Stored records
===

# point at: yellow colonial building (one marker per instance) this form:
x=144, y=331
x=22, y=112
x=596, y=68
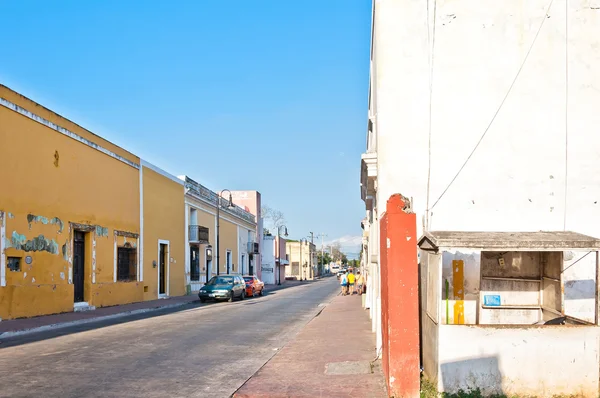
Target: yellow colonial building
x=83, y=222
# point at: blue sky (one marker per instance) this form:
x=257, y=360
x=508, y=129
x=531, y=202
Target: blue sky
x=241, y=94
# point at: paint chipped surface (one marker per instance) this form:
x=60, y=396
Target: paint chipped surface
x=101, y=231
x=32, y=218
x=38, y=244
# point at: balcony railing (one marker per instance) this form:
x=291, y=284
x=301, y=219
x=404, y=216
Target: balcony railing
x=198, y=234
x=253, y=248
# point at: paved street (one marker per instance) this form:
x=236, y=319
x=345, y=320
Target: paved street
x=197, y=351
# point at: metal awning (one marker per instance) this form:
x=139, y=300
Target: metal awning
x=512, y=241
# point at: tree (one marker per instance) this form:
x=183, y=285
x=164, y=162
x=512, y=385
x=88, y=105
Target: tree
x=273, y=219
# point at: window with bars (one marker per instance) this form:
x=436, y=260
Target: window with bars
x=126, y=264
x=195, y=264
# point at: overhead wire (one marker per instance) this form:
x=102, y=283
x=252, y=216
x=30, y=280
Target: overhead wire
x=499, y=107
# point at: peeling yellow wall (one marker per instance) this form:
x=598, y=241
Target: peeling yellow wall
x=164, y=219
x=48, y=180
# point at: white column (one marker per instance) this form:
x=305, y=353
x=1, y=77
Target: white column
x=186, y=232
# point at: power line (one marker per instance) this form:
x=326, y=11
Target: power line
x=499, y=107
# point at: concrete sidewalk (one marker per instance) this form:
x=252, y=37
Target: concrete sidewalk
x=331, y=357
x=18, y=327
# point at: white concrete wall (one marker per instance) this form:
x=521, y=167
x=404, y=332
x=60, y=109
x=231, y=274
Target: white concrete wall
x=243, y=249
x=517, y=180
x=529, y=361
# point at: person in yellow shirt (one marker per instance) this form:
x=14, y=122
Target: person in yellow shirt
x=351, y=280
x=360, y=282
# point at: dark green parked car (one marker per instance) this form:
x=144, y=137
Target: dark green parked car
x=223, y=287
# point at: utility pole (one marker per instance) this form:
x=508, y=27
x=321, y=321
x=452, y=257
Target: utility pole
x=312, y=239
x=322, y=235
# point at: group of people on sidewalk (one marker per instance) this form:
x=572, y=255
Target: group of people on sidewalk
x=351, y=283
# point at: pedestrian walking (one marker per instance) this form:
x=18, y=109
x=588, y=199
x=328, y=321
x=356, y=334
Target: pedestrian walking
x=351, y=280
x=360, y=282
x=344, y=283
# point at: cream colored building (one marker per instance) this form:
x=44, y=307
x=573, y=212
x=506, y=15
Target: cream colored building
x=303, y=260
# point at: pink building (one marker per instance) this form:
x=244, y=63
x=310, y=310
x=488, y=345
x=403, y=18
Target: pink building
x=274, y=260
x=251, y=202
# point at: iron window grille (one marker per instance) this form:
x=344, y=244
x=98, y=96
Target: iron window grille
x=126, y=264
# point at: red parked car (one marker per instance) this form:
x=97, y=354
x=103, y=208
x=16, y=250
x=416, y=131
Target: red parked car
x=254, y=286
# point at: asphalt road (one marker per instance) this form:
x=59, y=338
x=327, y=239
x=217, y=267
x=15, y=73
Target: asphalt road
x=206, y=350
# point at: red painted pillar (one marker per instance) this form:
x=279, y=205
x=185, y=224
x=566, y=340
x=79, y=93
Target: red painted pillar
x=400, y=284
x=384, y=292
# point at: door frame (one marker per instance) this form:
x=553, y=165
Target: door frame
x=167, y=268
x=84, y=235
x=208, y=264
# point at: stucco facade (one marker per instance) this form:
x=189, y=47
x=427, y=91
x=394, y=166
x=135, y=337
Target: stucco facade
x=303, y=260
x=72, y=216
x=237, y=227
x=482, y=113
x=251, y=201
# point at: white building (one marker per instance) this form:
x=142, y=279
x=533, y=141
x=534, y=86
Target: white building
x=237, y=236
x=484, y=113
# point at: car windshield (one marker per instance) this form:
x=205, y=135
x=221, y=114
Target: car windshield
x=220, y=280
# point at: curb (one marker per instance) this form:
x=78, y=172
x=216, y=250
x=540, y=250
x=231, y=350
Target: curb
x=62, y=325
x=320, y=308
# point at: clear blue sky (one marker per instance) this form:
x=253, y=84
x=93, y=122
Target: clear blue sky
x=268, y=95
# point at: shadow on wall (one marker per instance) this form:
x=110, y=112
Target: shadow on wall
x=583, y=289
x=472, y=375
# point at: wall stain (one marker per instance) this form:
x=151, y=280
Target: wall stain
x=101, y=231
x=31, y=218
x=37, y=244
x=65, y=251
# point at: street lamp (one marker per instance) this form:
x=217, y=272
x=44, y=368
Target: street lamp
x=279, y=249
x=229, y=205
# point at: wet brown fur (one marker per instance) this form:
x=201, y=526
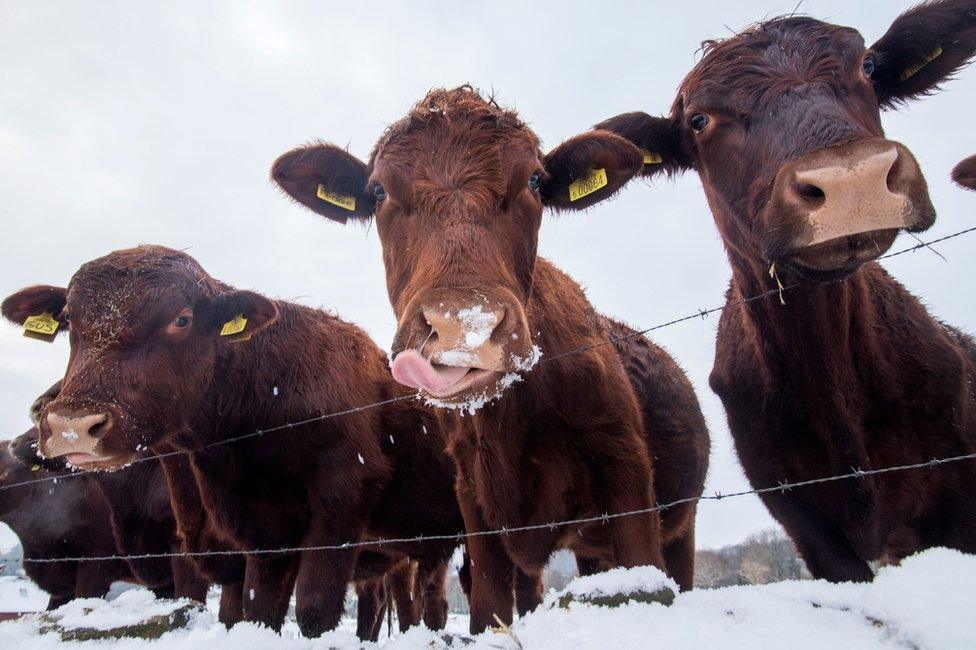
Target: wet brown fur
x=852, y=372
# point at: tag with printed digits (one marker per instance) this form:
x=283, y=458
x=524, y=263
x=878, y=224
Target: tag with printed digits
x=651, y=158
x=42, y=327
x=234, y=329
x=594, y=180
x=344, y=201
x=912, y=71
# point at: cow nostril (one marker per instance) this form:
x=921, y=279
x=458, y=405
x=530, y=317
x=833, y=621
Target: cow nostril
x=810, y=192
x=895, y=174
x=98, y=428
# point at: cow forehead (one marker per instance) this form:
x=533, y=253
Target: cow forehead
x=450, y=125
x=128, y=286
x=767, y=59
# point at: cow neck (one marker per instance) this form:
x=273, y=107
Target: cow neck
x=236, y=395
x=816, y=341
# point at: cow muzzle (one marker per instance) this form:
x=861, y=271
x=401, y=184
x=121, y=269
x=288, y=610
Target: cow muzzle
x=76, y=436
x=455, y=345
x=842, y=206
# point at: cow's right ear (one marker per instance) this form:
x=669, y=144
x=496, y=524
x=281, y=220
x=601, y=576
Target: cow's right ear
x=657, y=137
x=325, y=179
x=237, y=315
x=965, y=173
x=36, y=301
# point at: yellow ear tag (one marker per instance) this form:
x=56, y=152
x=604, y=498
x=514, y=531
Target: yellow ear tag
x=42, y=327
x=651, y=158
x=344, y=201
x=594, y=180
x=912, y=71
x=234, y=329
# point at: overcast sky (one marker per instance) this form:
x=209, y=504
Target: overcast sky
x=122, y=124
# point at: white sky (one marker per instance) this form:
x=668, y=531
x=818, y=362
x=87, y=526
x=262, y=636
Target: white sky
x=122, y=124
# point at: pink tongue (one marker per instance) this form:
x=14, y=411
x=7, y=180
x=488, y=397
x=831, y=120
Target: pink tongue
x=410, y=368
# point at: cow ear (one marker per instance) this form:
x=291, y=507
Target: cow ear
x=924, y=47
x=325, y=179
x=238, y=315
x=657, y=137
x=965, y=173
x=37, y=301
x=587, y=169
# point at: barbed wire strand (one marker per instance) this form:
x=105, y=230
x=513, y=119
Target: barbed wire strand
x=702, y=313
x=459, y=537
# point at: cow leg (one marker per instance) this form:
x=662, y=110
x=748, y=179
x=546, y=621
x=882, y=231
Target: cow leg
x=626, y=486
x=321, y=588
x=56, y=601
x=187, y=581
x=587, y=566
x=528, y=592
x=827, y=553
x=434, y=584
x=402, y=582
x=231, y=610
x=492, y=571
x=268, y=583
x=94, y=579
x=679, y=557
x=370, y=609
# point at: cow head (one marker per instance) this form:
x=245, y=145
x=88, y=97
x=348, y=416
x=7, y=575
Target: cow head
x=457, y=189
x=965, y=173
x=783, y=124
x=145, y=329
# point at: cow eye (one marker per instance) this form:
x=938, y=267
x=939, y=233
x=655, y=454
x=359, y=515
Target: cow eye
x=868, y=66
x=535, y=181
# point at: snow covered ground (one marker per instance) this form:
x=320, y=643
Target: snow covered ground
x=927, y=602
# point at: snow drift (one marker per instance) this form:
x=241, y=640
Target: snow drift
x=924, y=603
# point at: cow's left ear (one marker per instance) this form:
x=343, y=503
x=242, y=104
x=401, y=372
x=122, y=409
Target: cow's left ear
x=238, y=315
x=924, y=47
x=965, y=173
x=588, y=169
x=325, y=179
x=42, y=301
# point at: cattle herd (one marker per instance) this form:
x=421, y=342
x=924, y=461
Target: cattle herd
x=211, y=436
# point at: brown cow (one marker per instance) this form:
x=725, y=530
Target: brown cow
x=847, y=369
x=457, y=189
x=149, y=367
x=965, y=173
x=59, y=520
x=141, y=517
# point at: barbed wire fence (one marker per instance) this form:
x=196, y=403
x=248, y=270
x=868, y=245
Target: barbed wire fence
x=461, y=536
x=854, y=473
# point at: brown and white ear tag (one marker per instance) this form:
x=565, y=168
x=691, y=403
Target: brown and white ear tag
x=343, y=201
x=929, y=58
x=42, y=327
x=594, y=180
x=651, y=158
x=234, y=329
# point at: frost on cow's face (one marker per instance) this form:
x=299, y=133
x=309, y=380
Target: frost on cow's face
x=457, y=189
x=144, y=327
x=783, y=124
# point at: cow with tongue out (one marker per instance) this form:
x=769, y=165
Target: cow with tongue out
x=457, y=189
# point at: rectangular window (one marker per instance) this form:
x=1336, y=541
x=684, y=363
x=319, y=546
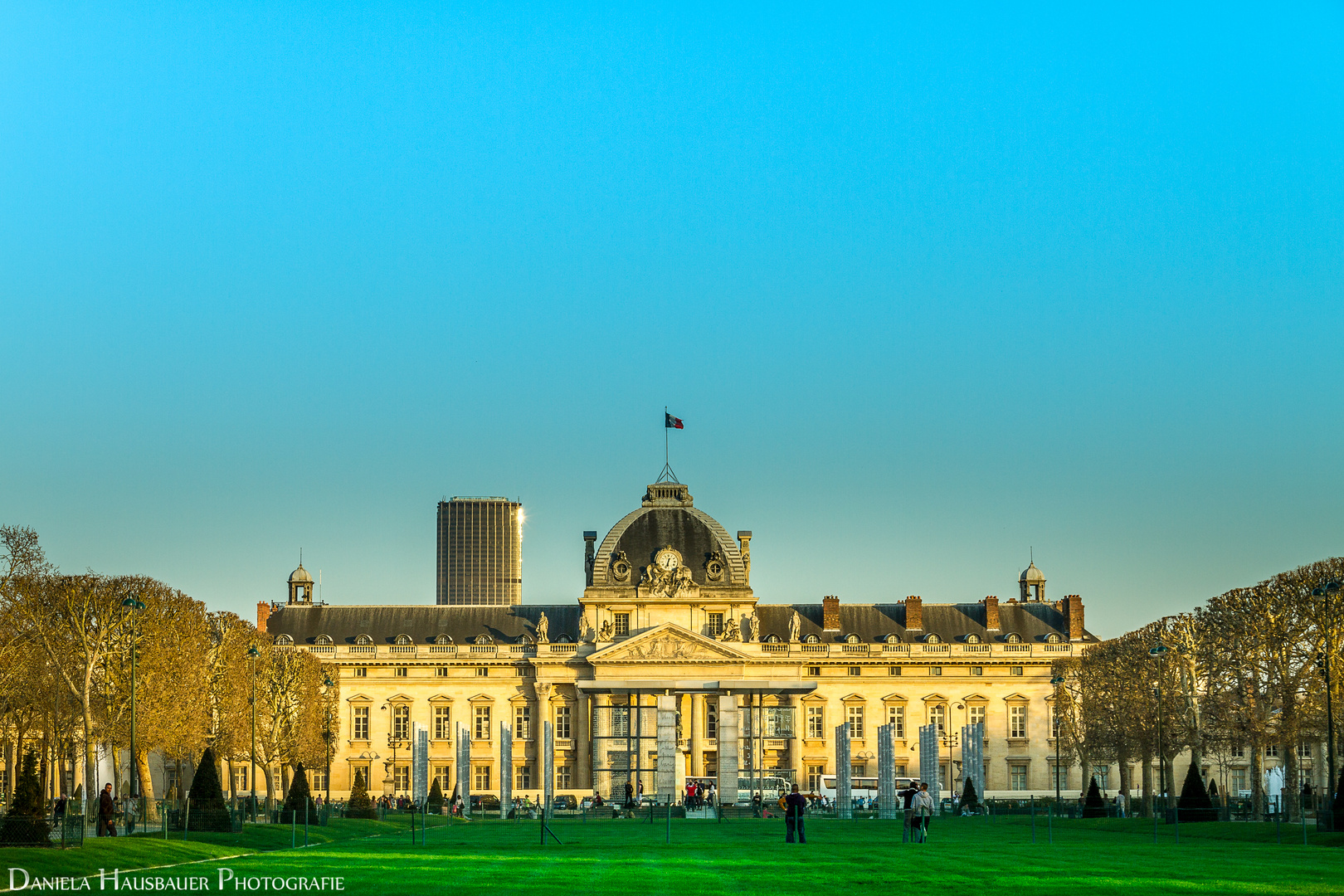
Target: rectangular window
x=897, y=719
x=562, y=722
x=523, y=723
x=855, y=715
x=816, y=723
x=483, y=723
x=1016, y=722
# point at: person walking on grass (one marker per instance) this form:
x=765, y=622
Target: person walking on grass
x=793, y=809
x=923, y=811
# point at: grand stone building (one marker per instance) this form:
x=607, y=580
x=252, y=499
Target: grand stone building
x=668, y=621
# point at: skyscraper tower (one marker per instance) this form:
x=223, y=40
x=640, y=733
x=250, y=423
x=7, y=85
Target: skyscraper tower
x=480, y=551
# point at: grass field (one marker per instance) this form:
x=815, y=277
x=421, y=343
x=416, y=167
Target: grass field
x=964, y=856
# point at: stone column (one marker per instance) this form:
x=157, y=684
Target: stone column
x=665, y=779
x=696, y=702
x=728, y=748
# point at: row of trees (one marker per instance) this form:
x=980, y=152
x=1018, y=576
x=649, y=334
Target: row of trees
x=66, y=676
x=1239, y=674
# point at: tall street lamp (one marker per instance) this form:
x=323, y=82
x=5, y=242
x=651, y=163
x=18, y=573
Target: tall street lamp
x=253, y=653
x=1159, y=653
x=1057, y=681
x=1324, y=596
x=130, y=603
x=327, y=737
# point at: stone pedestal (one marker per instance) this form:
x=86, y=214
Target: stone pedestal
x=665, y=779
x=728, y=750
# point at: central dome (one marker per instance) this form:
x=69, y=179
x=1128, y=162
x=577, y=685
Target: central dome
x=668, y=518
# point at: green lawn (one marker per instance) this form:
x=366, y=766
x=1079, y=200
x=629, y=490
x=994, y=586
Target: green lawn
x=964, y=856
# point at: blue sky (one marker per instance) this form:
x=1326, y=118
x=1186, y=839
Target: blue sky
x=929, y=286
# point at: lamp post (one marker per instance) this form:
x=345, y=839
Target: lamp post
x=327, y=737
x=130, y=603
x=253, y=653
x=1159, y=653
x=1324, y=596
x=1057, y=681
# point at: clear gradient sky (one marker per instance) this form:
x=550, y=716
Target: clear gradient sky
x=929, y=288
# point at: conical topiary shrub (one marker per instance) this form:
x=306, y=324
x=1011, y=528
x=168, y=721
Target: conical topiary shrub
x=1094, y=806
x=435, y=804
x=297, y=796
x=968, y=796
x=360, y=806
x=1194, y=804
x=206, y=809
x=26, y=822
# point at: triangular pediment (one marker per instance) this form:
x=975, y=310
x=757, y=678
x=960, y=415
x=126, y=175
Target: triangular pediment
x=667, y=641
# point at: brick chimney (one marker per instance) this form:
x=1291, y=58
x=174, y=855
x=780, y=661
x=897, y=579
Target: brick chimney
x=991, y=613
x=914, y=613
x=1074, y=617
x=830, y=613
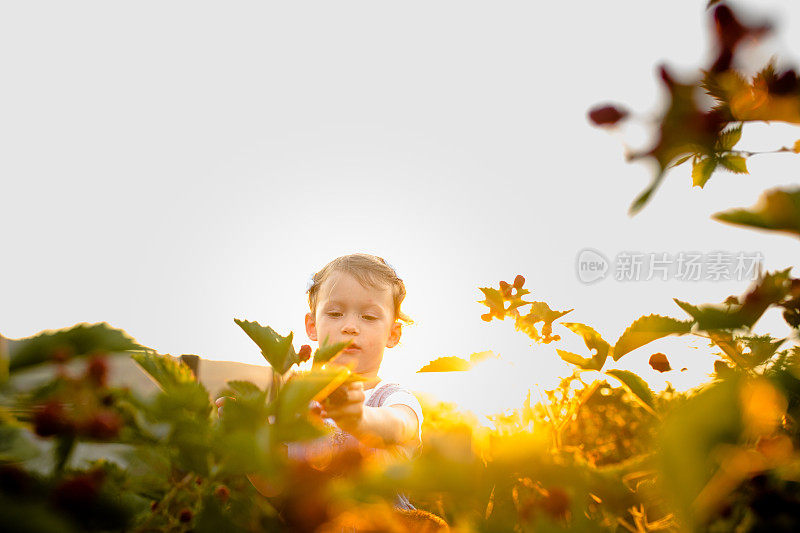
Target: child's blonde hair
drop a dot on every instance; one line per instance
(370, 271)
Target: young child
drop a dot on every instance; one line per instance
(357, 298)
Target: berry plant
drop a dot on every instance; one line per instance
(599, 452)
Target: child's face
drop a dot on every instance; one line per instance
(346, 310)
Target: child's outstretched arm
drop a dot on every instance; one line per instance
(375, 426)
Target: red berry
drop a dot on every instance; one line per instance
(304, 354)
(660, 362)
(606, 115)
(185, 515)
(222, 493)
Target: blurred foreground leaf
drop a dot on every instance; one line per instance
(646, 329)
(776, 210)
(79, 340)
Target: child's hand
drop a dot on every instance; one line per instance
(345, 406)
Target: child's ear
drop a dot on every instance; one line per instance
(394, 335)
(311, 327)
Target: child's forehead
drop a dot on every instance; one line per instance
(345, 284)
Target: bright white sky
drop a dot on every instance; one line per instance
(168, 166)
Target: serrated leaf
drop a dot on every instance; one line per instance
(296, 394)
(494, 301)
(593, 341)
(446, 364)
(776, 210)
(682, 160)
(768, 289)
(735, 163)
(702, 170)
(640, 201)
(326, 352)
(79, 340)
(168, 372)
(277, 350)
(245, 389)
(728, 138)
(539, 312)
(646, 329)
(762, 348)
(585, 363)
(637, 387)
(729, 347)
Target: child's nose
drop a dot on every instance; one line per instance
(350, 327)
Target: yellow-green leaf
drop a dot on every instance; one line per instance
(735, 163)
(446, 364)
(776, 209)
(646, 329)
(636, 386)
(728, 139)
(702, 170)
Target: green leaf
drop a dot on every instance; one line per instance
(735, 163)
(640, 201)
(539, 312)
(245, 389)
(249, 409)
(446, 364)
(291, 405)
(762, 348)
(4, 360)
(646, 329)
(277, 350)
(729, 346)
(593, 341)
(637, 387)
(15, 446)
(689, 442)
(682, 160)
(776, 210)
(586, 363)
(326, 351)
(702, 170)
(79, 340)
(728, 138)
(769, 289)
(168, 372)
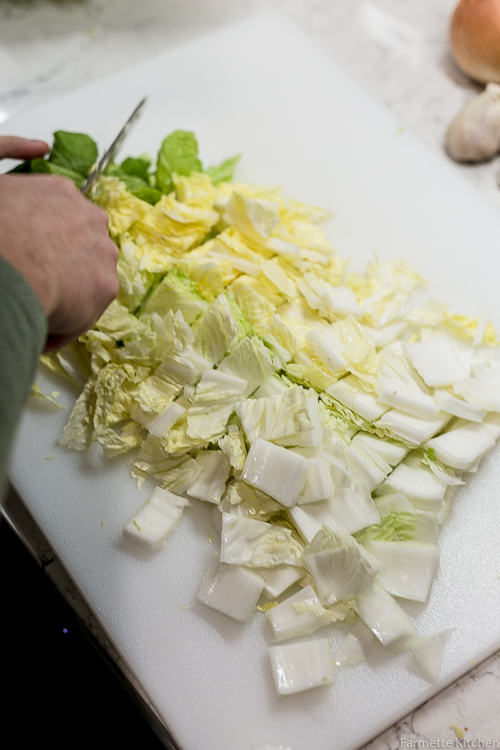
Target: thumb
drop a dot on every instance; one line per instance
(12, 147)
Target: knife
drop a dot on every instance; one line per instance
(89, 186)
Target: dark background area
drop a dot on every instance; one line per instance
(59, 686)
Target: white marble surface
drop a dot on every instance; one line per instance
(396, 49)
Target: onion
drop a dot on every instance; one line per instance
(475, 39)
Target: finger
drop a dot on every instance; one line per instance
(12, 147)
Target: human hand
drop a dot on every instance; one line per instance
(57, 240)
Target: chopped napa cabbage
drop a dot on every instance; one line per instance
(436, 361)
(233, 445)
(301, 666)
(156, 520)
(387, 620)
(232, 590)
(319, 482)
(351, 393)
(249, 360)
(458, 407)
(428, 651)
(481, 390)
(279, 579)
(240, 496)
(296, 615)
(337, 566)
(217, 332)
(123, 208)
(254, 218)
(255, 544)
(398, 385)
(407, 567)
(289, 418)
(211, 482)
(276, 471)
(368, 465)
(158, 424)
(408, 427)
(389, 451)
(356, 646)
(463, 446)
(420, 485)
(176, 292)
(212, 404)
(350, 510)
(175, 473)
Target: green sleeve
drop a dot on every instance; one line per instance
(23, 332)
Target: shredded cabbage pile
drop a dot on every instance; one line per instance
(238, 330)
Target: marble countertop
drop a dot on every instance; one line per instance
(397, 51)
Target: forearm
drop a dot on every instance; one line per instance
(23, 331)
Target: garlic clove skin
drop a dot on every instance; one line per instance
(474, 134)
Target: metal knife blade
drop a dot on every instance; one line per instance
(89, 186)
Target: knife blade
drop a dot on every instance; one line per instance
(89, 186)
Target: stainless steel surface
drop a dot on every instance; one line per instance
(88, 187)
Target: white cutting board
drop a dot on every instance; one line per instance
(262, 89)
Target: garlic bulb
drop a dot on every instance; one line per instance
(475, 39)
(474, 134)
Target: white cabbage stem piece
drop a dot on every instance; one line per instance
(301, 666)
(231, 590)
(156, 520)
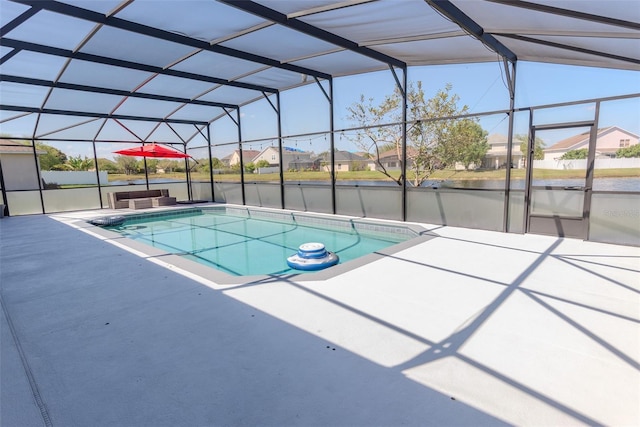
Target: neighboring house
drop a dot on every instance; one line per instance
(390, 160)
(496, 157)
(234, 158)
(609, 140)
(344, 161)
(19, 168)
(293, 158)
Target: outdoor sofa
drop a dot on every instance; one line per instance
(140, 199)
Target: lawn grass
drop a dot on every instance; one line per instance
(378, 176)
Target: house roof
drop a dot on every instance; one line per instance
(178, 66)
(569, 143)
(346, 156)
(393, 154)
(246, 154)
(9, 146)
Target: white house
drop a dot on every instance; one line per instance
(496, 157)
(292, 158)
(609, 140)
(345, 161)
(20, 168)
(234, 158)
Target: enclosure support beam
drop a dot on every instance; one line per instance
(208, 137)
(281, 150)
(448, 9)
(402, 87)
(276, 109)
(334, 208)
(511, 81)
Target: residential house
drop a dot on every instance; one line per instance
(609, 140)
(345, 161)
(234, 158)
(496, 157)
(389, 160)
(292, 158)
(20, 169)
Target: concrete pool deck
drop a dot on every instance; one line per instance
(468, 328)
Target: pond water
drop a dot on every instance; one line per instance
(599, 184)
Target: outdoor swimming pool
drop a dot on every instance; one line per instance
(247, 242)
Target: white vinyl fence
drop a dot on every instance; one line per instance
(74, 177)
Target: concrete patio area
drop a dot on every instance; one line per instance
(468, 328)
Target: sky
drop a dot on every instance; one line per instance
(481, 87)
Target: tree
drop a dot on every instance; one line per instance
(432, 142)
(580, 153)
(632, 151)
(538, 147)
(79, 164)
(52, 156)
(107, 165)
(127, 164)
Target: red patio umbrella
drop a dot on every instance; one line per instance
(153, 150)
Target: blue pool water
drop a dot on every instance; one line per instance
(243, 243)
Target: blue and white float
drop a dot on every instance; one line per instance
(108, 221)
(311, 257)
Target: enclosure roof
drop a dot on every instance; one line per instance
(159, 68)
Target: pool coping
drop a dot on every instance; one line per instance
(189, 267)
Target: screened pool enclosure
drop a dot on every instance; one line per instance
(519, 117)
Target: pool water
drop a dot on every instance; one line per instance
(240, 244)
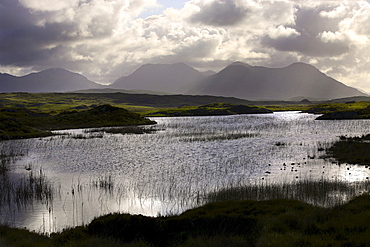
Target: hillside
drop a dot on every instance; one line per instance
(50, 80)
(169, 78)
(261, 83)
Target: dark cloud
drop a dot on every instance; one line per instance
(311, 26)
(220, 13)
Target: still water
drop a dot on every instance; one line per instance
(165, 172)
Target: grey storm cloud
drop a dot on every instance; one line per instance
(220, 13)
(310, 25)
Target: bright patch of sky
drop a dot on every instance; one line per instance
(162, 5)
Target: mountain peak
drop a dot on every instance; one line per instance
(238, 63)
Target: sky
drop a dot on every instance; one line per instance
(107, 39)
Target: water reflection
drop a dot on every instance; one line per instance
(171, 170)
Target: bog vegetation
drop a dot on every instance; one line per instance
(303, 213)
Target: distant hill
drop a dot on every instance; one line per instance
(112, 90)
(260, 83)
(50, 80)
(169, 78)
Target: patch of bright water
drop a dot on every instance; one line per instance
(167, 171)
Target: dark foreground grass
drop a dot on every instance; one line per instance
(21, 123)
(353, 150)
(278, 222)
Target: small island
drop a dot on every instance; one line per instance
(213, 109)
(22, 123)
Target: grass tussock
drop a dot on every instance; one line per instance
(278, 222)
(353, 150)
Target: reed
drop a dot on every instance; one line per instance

===

TASK DIRECTIONS: Show me every line of the entries above that holds "roof".

REPLY:
Target: house roof
Target: enclosure roof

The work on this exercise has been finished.